[TRAVAIL DEMANDÉ]
- 1) D'après le texte, à partir de quelle date les médecins libéraux annoncent-ils un mouvement de grève reconductible ?
- 2) Énumérez les maladies qui composent la triple épidémie à laquelle la France fait face selon le texte.

« J’appelle les médecins à la responsabilité », François Braun, Ministre de la Santé et de la Prévention, Journal du Dimanche, 18 décembre 2022.
Vous la reconnaissez ? C’est la petite musique du Gouvernement, celle qui revient dès qu’il se trouve dans une situation complexe voire politiquement intenable et dont il voudrait justement ne porter aucune responsabilité.
Alors que les médecins libéraux annoncent un mouvement de grève reconductible à compter du 26 décembre, que de nombreux hôpitaux ont déclenché le plan blanc pour assurer la continuité du service public, que la France fait face à une triple épidémie de bronchiolite – grippe – covid, que des patients voient leurs opérations chirurgicales déprogrammées par milliers, bref, alors que le système de santé se désagrège, préparez-vous au retour de cette petite musique !
C’est plus facile – et moins emmerdant – de ne pas avoir à assumer l’attente interminable dans les services d’urgence, les brancards qui se multiplient dans les couloirs, les patients qui perdent une chance de se rétablir. C’est plus facile de culpabiliser les médecins – et surtout les grévistes – de la dégradation de l’offre de soins et de leur mettre sur le dos les catastrophes humaines qui pourraient bien arriver dans un contexte aussi dramatique pour la santé publique. C’est plus facile de se dédouaner maintenant, pour passer Noël l’esprit tranquille.
Les « héros » de la crise sanitaire ont bon dos. Jeunes Médecins rappelle qu’ils sont sur le front de toutes les épidémies, que si l’hôpital est dans un si mauvais état c’est à cause des logiques budgétaires et des politiques menées ces trente dernières années, et que les médecins libéraux quant à eux restent les grands oubliés du Ségur.
Dans ce contexte, la responsabilité c’est d’abord celle des dirigeants, seuls à mêmes de véritablement changer la donne en réorientant le budget de l’État au profit des enjeux de santé publique, en allouant des moyens supplémentaires pour rendre les carrières du soin attractives et réduire les délais de prises en charge de la population.
Le 5 août dernier, nous avons remis plus de 60 questions au Ministre de la Santé et de la Prévention, pour connaître sa position et obtenir son soutien à des mesures fortes pour sauver notre système de santé. Les mesures gouvernementales des cinq derniers mois n’ont apporté aucune réponse aux questions relatives à la valorisation du temps de travail additionnel, au déploiement difficile des assistants médicaux, au déplafonnement de la téléconsultation notamment en psychiatrie, aux difficultés rencontrées par les médecins à diplôme hors Union européenne, à la revalorisation des honoraires des médecins libéraux, au projet d’une « grande sécu », à la gouvernance et au management hospitaliers, à l’iniquité dans la grille de rémunération des praticiens hospitaliers, à l’impossibilité pour les contractuels de bénéficier de l’IESPE, aux effets délétères de la clause de non concurrence, à la libération du temps médical.

[DONNÉES FOURNIES]
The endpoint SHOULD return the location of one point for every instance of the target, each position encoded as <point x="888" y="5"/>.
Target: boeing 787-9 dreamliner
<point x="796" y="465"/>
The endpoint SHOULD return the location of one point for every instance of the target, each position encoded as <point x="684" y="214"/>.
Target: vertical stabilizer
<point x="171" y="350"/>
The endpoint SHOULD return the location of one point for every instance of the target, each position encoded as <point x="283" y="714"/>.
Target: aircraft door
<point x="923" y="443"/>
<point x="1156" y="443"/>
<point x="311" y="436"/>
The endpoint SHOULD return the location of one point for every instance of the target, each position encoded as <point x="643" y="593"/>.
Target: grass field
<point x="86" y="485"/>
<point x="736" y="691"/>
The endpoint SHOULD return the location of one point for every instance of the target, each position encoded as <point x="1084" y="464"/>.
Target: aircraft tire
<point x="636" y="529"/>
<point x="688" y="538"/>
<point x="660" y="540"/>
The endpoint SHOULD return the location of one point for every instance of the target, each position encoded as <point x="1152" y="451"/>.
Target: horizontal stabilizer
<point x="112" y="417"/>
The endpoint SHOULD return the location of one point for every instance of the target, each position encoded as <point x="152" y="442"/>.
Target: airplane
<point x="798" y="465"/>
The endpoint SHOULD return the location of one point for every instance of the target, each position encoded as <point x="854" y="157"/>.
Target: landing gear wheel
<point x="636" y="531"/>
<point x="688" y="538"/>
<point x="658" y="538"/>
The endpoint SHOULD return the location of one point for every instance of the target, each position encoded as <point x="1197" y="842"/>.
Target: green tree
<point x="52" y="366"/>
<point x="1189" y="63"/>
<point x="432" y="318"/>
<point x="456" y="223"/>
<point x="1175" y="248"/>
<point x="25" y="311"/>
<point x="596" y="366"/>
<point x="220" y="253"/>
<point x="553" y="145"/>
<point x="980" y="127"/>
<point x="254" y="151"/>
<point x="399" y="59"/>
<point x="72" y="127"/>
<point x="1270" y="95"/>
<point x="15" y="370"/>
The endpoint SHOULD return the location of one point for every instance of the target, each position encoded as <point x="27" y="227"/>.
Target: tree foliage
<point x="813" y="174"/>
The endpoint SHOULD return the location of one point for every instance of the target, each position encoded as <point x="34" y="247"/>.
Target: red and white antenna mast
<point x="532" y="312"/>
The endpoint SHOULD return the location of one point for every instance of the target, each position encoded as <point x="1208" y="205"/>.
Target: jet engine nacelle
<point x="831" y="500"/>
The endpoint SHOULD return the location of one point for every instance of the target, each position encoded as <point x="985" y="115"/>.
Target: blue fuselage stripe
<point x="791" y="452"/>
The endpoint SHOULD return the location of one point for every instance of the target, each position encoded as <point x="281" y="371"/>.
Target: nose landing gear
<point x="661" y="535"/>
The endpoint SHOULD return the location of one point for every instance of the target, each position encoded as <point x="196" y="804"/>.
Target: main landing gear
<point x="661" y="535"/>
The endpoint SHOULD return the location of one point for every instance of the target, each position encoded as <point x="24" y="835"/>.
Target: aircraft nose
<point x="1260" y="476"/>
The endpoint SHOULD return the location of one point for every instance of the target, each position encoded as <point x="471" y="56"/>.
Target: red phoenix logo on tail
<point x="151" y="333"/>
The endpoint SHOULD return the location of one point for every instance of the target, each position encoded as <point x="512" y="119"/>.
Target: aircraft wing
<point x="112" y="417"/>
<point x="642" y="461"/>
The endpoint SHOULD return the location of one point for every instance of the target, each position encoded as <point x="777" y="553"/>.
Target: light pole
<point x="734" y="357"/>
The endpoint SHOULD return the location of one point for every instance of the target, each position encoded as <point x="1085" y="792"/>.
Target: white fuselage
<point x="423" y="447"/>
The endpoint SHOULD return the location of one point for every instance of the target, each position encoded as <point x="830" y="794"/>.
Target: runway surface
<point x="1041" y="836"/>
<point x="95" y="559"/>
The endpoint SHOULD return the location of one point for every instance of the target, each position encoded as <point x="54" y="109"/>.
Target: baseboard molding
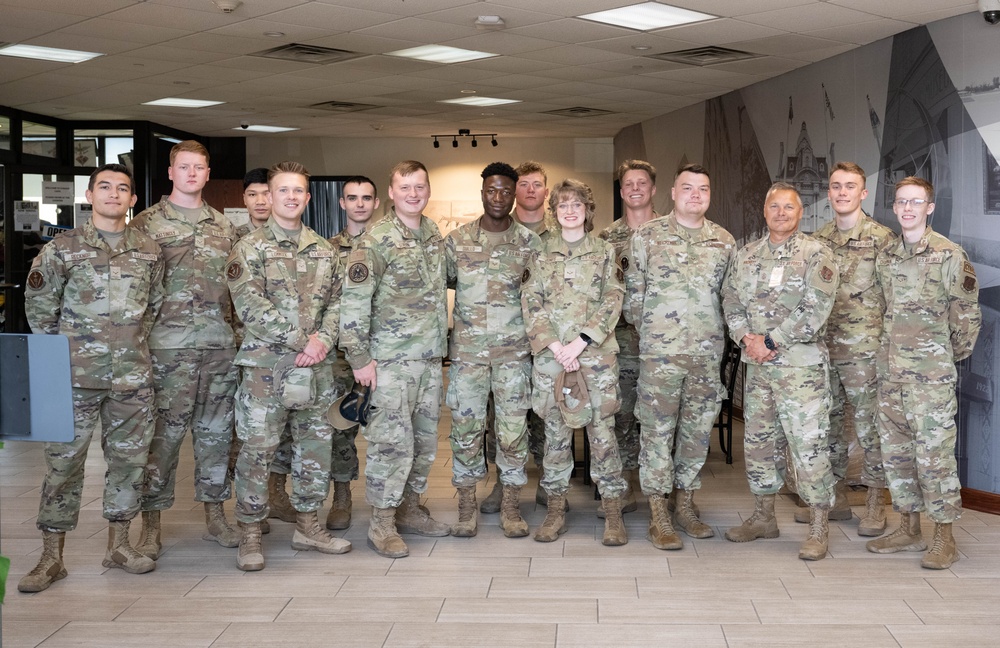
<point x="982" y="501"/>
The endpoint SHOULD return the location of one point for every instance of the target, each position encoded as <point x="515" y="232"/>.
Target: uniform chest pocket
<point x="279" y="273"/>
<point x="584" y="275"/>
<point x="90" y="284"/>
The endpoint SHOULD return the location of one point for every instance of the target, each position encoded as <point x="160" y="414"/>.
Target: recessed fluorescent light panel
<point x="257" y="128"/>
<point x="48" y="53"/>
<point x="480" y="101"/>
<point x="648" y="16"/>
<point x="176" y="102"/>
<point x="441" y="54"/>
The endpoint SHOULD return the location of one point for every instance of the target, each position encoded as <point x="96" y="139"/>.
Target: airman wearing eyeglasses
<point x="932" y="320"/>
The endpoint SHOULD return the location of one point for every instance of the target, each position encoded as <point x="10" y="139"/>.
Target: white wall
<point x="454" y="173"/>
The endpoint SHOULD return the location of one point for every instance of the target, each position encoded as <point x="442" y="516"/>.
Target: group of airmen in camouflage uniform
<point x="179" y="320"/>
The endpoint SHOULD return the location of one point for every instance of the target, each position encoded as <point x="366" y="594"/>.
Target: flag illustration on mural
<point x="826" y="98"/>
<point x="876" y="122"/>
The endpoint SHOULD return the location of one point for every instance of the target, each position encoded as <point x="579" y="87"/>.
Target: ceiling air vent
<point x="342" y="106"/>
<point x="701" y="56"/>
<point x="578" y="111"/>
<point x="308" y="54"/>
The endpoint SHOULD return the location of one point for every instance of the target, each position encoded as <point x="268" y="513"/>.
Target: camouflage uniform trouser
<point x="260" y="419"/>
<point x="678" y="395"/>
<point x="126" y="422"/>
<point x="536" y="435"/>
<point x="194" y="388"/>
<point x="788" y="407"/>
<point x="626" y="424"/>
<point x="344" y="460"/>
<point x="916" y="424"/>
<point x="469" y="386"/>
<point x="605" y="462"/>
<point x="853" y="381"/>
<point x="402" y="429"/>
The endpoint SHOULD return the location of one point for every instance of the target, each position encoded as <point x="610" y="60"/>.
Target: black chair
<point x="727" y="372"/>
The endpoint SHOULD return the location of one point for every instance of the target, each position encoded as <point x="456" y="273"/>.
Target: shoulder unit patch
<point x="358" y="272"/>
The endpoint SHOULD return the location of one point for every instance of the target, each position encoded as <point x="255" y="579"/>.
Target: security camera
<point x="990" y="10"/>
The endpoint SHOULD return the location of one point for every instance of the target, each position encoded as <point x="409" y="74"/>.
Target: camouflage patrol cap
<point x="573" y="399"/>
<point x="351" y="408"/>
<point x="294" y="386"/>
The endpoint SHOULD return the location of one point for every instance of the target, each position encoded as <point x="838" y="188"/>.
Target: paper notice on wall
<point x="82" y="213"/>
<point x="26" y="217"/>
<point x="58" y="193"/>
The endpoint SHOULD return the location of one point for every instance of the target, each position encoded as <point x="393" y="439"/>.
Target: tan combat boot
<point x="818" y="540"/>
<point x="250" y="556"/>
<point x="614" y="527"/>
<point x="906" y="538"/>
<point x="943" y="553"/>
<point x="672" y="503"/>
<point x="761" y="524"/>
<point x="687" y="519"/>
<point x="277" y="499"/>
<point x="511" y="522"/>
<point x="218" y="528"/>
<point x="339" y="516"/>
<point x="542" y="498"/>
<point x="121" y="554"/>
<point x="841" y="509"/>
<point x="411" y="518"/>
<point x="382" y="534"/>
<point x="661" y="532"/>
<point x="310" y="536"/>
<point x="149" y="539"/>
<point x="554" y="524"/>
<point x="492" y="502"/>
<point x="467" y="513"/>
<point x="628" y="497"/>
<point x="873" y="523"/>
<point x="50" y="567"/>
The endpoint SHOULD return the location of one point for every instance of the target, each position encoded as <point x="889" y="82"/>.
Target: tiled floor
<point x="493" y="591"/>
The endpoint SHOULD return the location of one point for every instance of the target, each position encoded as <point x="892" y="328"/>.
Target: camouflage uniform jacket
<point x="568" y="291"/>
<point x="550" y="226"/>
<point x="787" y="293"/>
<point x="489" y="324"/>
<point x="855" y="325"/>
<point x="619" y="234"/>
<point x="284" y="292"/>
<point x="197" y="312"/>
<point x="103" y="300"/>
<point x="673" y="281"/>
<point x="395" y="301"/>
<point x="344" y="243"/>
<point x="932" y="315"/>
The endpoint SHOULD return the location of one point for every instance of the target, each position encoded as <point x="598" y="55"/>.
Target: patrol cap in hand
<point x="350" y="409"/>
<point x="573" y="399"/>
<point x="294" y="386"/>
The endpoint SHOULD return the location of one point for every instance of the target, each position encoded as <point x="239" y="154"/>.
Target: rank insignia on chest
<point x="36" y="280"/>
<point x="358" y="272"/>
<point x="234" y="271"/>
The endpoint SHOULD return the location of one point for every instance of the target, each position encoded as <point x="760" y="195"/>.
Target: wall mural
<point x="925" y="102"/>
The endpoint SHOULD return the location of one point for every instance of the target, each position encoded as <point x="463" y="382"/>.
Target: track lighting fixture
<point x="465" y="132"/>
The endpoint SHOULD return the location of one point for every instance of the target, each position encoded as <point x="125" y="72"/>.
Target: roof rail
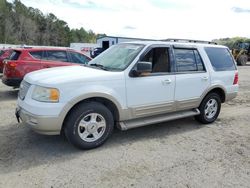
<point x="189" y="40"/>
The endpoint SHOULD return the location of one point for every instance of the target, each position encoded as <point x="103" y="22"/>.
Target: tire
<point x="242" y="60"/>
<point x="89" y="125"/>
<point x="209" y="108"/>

...

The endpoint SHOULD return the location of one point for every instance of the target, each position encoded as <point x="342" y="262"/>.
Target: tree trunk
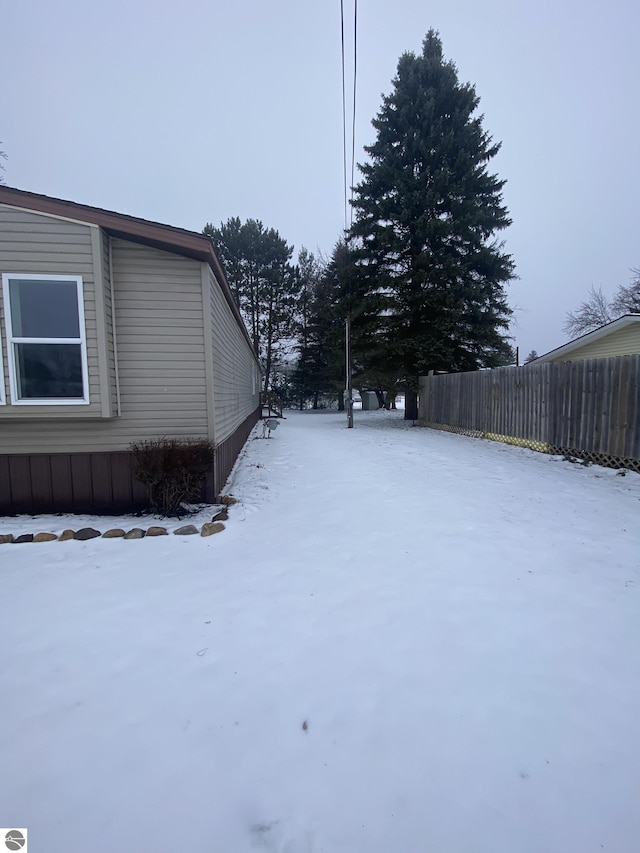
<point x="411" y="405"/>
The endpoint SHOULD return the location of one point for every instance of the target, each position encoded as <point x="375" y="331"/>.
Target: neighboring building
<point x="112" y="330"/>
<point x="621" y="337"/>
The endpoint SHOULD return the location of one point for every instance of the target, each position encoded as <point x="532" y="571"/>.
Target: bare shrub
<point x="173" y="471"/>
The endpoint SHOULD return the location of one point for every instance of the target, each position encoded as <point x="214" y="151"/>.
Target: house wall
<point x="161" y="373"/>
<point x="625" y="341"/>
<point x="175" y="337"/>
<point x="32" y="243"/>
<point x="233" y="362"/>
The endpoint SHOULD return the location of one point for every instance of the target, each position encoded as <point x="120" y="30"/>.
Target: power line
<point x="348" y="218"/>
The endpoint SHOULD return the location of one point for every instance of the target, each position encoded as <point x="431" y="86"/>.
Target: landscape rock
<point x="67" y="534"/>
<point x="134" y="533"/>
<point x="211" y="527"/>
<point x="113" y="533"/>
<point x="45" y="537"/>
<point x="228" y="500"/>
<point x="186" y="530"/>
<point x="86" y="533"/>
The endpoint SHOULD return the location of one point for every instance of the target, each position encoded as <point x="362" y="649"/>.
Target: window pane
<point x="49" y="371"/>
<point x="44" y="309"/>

[CORRIGÉ DES EXERCICES]
- 1) À compter du 26 décembre.

- 2) La bronchiolite, la grippe et le covid.